À faire: Extrayez des données ci-dessous chaque ligne qui contient le mot « instance », sans la modifier.

Données fournies:
###
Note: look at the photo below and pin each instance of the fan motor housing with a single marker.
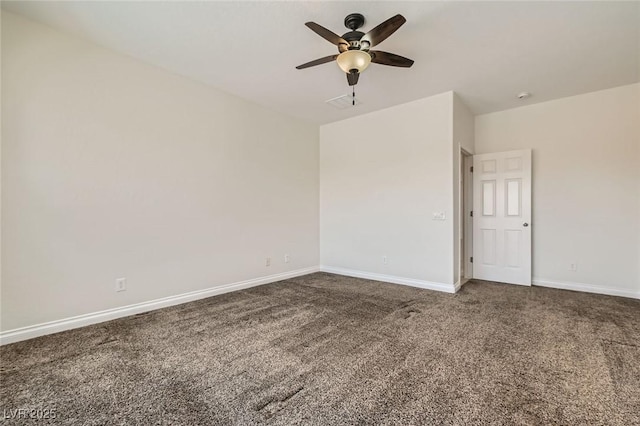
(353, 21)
###
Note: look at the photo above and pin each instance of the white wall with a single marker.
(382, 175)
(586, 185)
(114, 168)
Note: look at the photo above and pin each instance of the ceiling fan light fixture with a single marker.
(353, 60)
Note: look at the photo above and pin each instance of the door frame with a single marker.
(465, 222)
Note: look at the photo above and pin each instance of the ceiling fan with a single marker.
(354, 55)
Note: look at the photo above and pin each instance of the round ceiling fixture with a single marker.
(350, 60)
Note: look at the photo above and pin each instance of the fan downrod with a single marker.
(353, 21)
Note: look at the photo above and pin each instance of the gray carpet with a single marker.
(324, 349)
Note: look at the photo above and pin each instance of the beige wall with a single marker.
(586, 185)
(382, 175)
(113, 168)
###
Exercice terminé:
Note: look at the photo below and pin each instance of the fan motor housing with a single marker.
Note: look at the photo above and pin each instance of the white wall with a single marker.
Note: look at the photo above and pin each instance of the ceiling fan light fixture with a single marker.
Note: look at the photo above and pin each instance of the door frame with a single marker.
Note: look at the photo above and pin each instance of the ceiling fan with a single marker.
Note: look at the photo above and pin each instance of the round ceiling fixture with a single marker.
Note: look at the photo above and pin each instance of the fan downrod with a single marker.
Note: look at the photo above and pin each instance of the gray carpet with a single marker.
Note: look at the photo above and pin each instance of the beige wall with a single marker.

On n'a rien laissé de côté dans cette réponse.